[Recorded data]
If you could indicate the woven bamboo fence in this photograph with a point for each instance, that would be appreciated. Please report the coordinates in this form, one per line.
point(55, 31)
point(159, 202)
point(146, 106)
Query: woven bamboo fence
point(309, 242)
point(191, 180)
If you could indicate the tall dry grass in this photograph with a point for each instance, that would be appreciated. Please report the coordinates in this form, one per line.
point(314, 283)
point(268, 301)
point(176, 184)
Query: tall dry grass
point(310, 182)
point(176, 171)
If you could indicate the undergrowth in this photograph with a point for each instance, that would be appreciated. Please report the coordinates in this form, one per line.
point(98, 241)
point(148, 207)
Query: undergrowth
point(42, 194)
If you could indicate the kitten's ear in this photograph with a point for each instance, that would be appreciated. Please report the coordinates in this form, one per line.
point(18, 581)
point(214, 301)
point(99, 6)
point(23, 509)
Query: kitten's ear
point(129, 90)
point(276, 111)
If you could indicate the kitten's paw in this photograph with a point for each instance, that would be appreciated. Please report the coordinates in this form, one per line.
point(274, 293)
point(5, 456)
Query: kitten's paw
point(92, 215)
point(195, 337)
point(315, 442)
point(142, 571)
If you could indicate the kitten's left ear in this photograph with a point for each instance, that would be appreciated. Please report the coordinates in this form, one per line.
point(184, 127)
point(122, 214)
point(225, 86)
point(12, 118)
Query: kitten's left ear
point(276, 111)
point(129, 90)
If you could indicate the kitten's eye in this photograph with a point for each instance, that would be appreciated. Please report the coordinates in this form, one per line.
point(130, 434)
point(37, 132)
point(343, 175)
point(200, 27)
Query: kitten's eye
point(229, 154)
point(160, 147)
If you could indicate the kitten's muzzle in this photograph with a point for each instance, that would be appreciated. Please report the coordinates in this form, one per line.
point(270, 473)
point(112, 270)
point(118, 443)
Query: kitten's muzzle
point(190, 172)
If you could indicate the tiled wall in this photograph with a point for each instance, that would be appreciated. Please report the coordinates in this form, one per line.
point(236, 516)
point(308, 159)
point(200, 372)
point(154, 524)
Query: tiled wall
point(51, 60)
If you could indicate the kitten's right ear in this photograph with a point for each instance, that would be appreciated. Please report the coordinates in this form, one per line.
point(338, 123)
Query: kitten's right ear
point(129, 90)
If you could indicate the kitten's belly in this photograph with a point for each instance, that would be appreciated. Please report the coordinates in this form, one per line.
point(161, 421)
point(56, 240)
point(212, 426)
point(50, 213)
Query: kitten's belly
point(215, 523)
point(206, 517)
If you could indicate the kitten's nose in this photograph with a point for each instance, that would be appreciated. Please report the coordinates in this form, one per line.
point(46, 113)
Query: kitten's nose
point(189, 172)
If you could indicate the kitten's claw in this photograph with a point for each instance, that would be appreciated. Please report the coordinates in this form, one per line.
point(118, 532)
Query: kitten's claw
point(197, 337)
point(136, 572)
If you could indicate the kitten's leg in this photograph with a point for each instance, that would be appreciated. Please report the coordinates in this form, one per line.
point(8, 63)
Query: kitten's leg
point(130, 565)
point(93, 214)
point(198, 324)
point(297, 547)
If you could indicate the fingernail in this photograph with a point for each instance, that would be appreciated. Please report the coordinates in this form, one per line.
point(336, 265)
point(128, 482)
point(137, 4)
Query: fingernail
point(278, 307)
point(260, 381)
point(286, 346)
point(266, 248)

▸ Task details: Write out the items again, starting at the line containing "If you could indicate the kitten's nose" and ending at the line containing "point(189, 172)", requests included. Shift the answer coordinates by adding 106 to each number, and leave the requests and their sample points unchanged.

▸ Output below:
If you could indicate the kitten's nose in this photograph with a point for each instance, that would be appreciated. Please report the coordinates in this form, one per line.
point(46, 113)
Query: kitten's nose
point(295, 278)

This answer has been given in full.